__Aim__
Return each line of the records with nothing changed, pictures excepted.

__Given entries__

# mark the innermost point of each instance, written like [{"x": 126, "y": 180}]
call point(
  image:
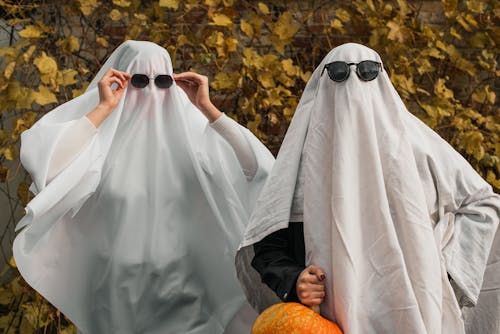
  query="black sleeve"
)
[{"x": 279, "y": 259}]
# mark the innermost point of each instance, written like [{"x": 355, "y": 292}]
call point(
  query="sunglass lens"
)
[
  {"x": 164, "y": 81},
  {"x": 139, "y": 80},
  {"x": 368, "y": 70},
  {"x": 338, "y": 71}
]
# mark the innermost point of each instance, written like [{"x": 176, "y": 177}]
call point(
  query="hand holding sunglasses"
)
[
  {"x": 196, "y": 88},
  {"x": 367, "y": 70},
  {"x": 142, "y": 80},
  {"x": 111, "y": 88}
]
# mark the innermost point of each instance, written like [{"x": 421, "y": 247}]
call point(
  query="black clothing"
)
[{"x": 280, "y": 258}]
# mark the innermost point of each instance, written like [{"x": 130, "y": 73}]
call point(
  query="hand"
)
[
  {"x": 108, "y": 96},
  {"x": 196, "y": 88},
  {"x": 311, "y": 286}
]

__Task output__
# mark the innermost point of each instance, written like [{"x": 126, "y": 180}]
call point(
  image:
  query="black sleeve"
)
[{"x": 279, "y": 259}]
# mark the innermost point of each instance, written like [{"x": 355, "y": 292}]
call point(
  query="sunglass lens"
)
[
  {"x": 164, "y": 81},
  {"x": 139, "y": 80},
  {"x": 368, "y": 70},
  {"x": 338, "y": 71}
]
# mark the innermost point of each instance, written like [{"x": 176, "y": 177}]
call point(
  query="hand holding sunglasses"
)
[
  {"x": 196, "y": 88},
  {"x": 367, "y": 70},
  {"x": 142, "y": 80},
  {"x": 111, "y": 88}
]
# mark the innermost point of each instance, written like [{"x": 421, "y": 247}]
call point(
  query="black clothing"
)
[{"x": 280, "y": 258}]
# mark the innermost point of each instance, written like [{"x": 130, "y": 73}]
call point(
  query="hand"
)
[
  {"x": 108, "y": 96},
  {"x": 196, "y": 88},
  {"x": 311, "y": 286}
]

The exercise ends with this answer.